■ Listed records ■

------------------------------------

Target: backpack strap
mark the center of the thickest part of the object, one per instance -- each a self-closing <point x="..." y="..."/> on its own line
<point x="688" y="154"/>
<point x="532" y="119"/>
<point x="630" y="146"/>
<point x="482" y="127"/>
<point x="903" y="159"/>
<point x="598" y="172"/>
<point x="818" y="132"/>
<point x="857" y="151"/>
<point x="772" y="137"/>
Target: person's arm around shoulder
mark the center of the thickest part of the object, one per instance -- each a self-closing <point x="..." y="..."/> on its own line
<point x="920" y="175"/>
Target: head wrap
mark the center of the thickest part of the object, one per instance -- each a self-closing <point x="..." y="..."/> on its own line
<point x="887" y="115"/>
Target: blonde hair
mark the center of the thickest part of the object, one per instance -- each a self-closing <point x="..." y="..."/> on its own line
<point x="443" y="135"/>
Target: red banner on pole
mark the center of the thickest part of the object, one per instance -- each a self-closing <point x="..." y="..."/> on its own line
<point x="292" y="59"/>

------------------------------------

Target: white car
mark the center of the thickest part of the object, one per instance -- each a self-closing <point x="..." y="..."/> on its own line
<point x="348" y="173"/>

------------------------------------

■ Exercise description ■
Give the count of lines in the listing that hold the word "Target", and nothing else.

■ Response below ■
6